# Missing my friend...



## Danielle609 (Jun 18, 2011)

It has been 2 years since my last GSD was PTS. We got her when I was 13 and she was 10 when she went to the bridge. She was not perfect by any means, but I loved that Dog! She was timid, fearful, and had pannus. But she loved us! My parents made the decision to have her PTS because she bit my Uncle who she normally loved and my Mom though it was because of her eyes and her going blind. I had a child on the way and my sister had one. My Mom didn't trust her around the kids. I would, but she wasn't my dog at that point. Still makes me cry to this day 

She was very smart! She would open up cupboards, so my parents had to put a child lock on them. Didn't solve anything. She new the exact angle to wedge her nose to get it to open. Funny thing is, is that she would open it for our Golden so that she could get into the trash. When outside our fenced back yard she had to be leased, she could jump the fence with room to spare. We put her in the 7 foot kennel...she would climb the corner and fall over. She kept us on our feet. Constantly changing things to keep her safe. 

She was not a perfect dog, didn't have a great pedigree, but I loved her. Because of the GSD's I have had in the past I realize the importance of good breeding, but that doesn't mean you can't still love the "imperfect" ones 

Here is my Maci up at the cottage. Her last Summer









And taking a nap with my niece









Not really sure the point of this post...just missing my old friend. Wish she would have been around longer. I always had a dog growing up, and not having one now is very hard. I love my cats, but they just don't fill the void!


----------



## Stosh (Jun 26, 2010)

She was a beautiful girl.


----------



## Danielle609 (Jun 18, 2011)

Thanks Stosh. I loved her. I am going to be honest, if she didn't have temperment issues, she would have been the perfect dog. But either way she loved us too.


----------



## robinhuerta (Apr 21, 2007)

We love them for what they are...not for what they could be.......and in their eyes....we are ALL that can be....
I miss my friends too that have passed.....there is a special place in all of our hearts for them.


----------



## Daisy&Lucky's Mom (Apr 24, 2011)

I totally understand. my oldest has some temperment issues but she is mine and she doent seem to mind I had no idea what i was doing, she loves me. Your Maci sounds like she gave you a wild ride but looking at your pictures ,especially the one w. your neice she was a very specail dog. Im sorry for your loss and hope you start to smile and laugh more as you think of your girl.

•••

:: EXERCISE SET ::
1 – In the forum thread about Maci, why didn't the child locks on the cupboards stop her? Answer in one to three sentences.
2 – List the usernames of everyone who posted in the forum thread about Maci.
3 – Answer these questions from the forum thread about Maci:
(a) How old was Danielle609 when the family got Maci?
(b) Where was Maci during her last summer, according to the photo caption?
(c) What pets does Danielle609 have now?

•••

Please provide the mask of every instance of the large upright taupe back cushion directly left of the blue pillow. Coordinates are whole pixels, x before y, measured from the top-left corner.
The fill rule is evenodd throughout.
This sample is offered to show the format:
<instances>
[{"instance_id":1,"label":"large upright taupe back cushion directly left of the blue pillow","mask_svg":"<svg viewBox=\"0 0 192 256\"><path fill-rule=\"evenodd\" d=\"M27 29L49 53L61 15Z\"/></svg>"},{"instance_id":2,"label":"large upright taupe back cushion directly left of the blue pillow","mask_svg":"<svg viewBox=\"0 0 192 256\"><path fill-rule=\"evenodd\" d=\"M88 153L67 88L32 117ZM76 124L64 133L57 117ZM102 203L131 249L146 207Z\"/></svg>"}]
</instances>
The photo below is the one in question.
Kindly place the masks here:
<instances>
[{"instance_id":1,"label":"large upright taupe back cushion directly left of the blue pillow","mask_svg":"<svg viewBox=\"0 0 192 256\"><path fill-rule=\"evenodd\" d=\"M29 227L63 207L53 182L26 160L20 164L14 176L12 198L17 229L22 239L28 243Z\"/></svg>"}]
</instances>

•••

:: ANSWERS TO THE TASKS ::
1 – Maci knew the exact angle to wedge her nose to get the cupboards open, so the child locks didn't solve anything. She even opened them for the family's Golden so it could get into the trash.

2 –
Danielle609
Stosh
robinhuerta
Daisy&Lucky's Mom

3 –
(a) 13
(b) Up at the cottage
(c) Cats